◆ QUÉ HACER
¿Puedes organizar como una lista JSON de cadenas todo lo que va desde el inicio de los registros hasta la línea que contiene "<point>26,468</point>", con ambos extremos incluidos? Pon una cadena por línea y omite las líneas en blanco.

◆ DATOS DEL EJERCICIO
---
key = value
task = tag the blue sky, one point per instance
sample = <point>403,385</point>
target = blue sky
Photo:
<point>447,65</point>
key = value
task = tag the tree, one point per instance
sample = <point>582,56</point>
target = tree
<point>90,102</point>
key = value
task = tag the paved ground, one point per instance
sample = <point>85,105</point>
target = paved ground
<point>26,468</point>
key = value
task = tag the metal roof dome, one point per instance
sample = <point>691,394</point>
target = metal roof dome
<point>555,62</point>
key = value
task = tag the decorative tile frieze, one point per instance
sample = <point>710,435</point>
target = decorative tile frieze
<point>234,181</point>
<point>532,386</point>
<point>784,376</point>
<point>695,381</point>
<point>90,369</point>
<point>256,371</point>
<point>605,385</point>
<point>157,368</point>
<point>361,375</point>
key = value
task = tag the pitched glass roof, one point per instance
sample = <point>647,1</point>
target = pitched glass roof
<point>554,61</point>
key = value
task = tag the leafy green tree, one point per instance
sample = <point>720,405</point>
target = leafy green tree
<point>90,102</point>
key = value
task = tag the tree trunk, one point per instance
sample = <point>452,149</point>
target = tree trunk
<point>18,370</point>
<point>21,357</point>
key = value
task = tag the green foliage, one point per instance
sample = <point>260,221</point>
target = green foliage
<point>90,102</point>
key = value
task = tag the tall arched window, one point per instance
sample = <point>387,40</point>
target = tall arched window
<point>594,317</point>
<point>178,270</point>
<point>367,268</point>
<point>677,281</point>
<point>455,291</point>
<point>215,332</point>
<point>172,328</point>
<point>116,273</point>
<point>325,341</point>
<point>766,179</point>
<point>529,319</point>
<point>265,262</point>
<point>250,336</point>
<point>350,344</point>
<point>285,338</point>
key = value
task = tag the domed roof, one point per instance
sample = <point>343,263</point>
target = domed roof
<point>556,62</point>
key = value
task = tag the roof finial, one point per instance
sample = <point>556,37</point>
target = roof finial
---
◆ TU RESPUESTA
[
  "key = value",
  "task = tag the blue sky, one point per instance",
  "sample = <point>403,385</point>",
  "target = blue sky",
  "Photo:",
  "<point>447,65</point>",
  "key = value",
  "task = tag the tree, one point per instance",
  "sample = <point>582,56</point>",
  "target = tree",
  "<point>90,102</point>",
  "key = value",
  "task = tag the paved ground, one point per instance",
  "sample = <point>85,105</point>",
  "target = paved ground",
  "<point>26,468</point>"
]